:: Passage provided ::
*** Begin section ***

Nicola pointed to the purposeful culture at Tony’s. “We have a clear mission to remove all child labour from chocolate supply chains. This mission creates a culture of impassioned people focused on what needs to be done to reach these objectives. We are an impact company that makes chocolate, not the other way around.” 

“And this creates a strong foundation which empowers clear decision making across the business. It helps us build our brand steadily – investing in the right processes and people which drive innovation.” 

But Jamie challenged, pushing the panellists to define how passion, belief and commitment actually impacts and improves creative and commercial outputs?

Will Bryant argued smaller brands benefit from singular vision. “Design by committee gets you to a very indistinctive place. It leads to compromise rather than cut-through. Large organisations may have the best talent and tools – but the culture erodes the brilliance of individual vision.” 

Nick Britton agreed – but added that the risk is more tangible for smaller brands and their founders. “Big businesses won’t put cash into a pot that has a 90% failure rate – even if the 1% of successes can spark astronomical growth. Founders have a different attitude to risk.”. 

”A founder needs to be clear about what you are willing to put on the line. I said I’d risk all my savings but never my car or my house. Twelve months later I’d sold my flat. Founders can’t afford to work on things that don’t naturally induce passion. You need a personal connection to what you are creating, a narrative which sparks excitement in the face of risk.”

Enhancing innovation

For the final chapter of the discussion, the discussion turned to sharing tangible ideas and approaches for improving innovation rates. 

Hugh kicked off  by explaining how Ugly Drinks took inspiration from streetwear brands ‘drop’ culture. “We looked vertically across sectors at what was working – and then asked our customers directly what they wanted to see. We ran a survey asking what flavours appealed most – and the answers were surprising.”

*** End section ***

:: Task instructions ::
[1] In the panel discussion on brand innovation, why does Will Bryant say smaller brands benefit from a singular vision? Answer in one to three sentences.
[2] Continue the panel discussion on brand innovation from its last sentence.

:: Entries shown ::
*** Begin section ***

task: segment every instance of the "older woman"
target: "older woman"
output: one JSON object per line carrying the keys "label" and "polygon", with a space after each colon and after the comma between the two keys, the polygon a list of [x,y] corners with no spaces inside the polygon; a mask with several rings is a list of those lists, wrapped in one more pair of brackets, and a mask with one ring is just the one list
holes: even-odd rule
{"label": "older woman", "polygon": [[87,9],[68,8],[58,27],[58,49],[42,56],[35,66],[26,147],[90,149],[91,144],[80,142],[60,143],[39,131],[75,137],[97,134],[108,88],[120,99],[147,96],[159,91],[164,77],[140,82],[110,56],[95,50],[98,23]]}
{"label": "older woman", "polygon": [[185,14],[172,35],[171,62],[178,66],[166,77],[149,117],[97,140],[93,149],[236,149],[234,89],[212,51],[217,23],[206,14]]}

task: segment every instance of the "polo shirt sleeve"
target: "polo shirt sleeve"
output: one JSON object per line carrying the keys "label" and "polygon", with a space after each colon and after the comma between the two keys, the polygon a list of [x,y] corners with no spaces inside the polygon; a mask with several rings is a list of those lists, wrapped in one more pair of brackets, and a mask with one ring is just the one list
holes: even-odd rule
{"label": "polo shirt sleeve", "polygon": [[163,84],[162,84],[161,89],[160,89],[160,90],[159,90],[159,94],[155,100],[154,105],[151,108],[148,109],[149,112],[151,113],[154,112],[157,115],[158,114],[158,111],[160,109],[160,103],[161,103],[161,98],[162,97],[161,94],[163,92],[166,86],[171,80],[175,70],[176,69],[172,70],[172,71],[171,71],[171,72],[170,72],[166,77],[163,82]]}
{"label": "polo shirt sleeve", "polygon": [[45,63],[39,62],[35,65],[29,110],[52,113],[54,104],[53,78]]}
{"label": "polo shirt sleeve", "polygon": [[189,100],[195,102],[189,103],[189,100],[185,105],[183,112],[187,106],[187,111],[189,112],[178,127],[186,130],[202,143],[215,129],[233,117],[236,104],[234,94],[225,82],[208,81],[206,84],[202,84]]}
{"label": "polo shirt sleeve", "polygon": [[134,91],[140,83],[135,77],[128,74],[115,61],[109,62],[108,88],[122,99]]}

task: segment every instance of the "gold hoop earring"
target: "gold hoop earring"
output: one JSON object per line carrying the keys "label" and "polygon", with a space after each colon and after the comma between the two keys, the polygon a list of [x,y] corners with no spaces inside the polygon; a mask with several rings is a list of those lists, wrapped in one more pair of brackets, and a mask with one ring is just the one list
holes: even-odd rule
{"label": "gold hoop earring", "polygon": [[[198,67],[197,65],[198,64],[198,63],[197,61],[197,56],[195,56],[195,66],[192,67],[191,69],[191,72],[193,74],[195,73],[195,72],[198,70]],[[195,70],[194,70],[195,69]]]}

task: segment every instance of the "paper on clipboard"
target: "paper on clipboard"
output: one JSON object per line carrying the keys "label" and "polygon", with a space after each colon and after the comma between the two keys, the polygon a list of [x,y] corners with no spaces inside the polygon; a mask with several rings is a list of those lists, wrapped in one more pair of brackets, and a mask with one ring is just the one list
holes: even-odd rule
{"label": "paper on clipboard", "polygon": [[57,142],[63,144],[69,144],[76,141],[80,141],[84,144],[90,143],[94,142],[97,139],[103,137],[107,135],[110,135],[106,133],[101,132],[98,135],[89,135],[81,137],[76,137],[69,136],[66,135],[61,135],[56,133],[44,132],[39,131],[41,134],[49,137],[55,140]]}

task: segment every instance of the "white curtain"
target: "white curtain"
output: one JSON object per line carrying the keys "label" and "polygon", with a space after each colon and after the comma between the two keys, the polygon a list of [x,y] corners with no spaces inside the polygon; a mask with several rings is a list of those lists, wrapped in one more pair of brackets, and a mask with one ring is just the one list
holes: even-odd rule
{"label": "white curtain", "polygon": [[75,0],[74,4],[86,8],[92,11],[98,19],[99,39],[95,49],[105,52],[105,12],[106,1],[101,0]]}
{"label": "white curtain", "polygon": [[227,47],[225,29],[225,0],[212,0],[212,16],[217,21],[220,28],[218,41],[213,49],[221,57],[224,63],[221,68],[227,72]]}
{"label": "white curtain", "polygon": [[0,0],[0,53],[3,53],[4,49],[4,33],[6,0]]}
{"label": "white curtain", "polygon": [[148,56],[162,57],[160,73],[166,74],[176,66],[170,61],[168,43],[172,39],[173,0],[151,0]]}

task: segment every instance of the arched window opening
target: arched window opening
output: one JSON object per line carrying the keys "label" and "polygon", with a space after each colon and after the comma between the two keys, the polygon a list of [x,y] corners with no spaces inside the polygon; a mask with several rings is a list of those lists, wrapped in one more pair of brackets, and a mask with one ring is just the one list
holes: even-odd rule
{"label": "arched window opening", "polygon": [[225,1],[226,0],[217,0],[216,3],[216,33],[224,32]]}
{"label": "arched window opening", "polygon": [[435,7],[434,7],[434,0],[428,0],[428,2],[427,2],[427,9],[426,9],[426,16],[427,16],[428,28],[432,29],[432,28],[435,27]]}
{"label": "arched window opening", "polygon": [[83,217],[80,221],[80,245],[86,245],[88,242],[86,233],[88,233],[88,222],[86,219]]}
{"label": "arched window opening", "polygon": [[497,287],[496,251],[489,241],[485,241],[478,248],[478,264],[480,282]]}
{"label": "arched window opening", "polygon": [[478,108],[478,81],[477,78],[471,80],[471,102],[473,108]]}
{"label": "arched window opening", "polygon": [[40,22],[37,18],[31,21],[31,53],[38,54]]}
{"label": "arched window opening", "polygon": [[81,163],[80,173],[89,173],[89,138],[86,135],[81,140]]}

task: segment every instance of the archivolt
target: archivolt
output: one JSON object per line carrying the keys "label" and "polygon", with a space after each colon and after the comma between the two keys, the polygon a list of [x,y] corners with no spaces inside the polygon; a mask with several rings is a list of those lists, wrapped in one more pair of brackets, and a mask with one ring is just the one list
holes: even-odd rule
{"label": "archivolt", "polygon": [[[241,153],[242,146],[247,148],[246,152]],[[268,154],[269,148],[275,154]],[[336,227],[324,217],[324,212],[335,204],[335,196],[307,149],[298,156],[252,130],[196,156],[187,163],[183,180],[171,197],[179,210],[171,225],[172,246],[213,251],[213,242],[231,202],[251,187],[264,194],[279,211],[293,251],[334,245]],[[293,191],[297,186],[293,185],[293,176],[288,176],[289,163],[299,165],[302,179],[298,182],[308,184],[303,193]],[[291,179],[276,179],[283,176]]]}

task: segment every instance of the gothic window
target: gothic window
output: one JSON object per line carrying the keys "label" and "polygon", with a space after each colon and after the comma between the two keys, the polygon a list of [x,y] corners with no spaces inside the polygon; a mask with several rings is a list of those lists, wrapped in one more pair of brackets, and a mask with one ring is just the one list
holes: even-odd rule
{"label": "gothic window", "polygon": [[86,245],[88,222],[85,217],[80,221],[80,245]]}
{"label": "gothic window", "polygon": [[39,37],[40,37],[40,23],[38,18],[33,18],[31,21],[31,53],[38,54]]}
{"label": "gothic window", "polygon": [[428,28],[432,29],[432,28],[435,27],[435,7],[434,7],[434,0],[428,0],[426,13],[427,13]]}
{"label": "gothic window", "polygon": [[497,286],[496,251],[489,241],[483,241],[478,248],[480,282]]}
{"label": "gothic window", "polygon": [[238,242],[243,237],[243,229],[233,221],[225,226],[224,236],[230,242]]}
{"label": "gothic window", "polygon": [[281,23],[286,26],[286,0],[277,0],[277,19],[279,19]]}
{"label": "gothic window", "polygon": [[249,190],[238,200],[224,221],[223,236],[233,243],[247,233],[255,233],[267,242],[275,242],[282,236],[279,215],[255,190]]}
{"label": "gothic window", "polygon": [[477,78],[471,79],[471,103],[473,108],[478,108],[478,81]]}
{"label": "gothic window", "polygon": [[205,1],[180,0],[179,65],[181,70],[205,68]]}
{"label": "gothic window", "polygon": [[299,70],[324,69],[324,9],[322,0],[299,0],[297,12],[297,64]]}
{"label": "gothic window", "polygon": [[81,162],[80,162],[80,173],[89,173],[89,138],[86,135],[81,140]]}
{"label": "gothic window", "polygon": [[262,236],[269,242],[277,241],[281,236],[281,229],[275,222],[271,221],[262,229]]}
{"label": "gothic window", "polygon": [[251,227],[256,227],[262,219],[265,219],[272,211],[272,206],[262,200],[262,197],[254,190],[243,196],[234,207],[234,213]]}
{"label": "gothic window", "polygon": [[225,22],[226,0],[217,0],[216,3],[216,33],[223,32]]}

*** End section ***

:: Per-task answers ::
[1] Will Bryant says that design by committee leads to an indistinctive place and to compromise rather than cut-through. Large organisations may have the best talent and tools, but their culture erodes the brilliance of individual vision.

[2]
“We then launched these flavours in exclusive batches through our D2C channels – testing and learning as we went. With the data to back us up, we were then able to take the best performing flavours to individual retailers. From this we secured an order from CBS to stock a specific flavour in over 7,000 stores. We’ve developed a reputation as the ‘Willy Wonka’ of flavoured water – and we are leaning into it.” 

“Everyone wants to be a unicorn – but the best startups are more like cockroaches. The pandemic ripped up our plans. But because we were small and agile we were able to survive – whereas a bigger brand may have cut its losses and binned the product. Necessity is the mother of invention – and startups are the best vessel for action.” 

“It’s true that real category defining innovation takes a long time,” Nick added. “The brands we may view as an ‘overnight success’ have really been around for decades – such as Tony’s itself!”. 

“But good research can tell you if a product is speaking to consumer needs before sales traction kicks in,” he continued. “You need to balance seeing the future with being too far ahead of your time.” 

How start-ups and big brands pursue innovation differently
How start-ups and big brands pursue innovation differently

Jamie rounded up the session by asking the speakers to give some advice for innovation managers in big companies.

“Make sure the product is amazing,” Nicola concluded. “You cannot outmarket a bad product – remember the first sale is not as important as the second. No matter your size – you need to create an environment where people aren’t afraid to speak up and express their concerns during the internal sell-in.” 

Hugh and Nick agreed, while also adding to think hard about who the consumer really is.

As Jamie drew the session to a close – the panel identified three key tips for getting innovation out the door:

  • Challenger brands can fail fast and discover slowly. There is no rush. New categories and consumer habits take time to mature. Don’t overestimate data and underestimate your vision. 
  • Risk is a competitive advantage. Passion for a product is a strong defence against risk. When people care they make stuff happen. 
  • Be ready to be wrong. The best laid plans of marketers often go astray – be agile and open to adaptation.